## AIM OF THE TASK
Report every line of the entries that contains the word "person".
::::
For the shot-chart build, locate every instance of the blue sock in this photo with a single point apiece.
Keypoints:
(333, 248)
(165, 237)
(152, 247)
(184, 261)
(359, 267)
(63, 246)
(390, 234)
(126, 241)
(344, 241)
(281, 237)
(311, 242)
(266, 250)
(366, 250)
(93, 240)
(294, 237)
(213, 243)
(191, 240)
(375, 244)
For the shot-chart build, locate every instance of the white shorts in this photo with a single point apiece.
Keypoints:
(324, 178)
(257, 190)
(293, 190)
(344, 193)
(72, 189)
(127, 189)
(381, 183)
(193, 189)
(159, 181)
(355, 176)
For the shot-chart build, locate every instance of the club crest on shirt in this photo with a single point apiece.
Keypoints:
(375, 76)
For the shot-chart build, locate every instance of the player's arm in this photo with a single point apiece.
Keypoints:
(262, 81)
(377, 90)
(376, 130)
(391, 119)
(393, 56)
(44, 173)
::::
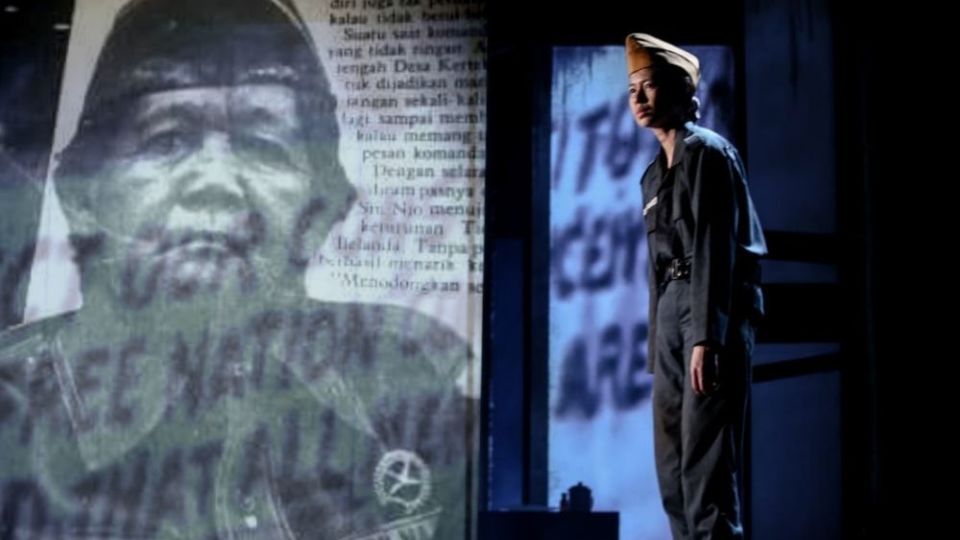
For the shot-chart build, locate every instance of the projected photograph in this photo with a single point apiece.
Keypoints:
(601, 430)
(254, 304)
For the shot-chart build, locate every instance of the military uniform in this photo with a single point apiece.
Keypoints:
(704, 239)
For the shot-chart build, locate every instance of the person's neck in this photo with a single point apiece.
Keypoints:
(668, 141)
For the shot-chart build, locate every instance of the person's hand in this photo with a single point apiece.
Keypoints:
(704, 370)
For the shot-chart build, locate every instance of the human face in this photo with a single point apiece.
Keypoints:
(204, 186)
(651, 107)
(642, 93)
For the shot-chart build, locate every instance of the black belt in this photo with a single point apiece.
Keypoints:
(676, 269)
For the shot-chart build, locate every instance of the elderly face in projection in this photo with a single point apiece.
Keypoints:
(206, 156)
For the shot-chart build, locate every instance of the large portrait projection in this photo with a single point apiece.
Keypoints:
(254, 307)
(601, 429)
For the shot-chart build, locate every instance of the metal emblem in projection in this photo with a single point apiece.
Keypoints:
::::
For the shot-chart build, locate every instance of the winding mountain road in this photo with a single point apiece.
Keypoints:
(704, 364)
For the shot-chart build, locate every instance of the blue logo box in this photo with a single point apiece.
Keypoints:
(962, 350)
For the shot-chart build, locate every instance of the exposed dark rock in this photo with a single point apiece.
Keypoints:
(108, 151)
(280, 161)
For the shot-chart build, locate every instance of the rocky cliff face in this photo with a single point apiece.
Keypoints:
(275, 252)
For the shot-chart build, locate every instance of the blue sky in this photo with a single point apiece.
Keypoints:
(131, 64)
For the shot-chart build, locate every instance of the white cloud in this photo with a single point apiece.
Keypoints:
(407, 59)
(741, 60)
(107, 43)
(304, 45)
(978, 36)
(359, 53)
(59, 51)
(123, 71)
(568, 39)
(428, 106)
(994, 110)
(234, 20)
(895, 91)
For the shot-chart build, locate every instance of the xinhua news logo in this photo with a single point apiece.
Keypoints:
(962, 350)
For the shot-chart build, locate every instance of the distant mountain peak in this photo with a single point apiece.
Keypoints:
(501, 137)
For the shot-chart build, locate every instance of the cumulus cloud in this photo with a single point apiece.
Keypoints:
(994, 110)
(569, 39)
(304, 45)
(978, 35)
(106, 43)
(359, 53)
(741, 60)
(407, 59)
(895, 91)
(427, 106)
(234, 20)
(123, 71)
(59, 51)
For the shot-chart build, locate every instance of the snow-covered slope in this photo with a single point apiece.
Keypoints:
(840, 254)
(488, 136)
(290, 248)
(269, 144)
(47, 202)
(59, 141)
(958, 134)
::::
## RESPONSE BELOW
For the shot-chart build, locate every instance of the person's neck in this photo with a single point apiece.
For the shot-chart build, locate every instance of the person's hand in this photo with a single point apiece.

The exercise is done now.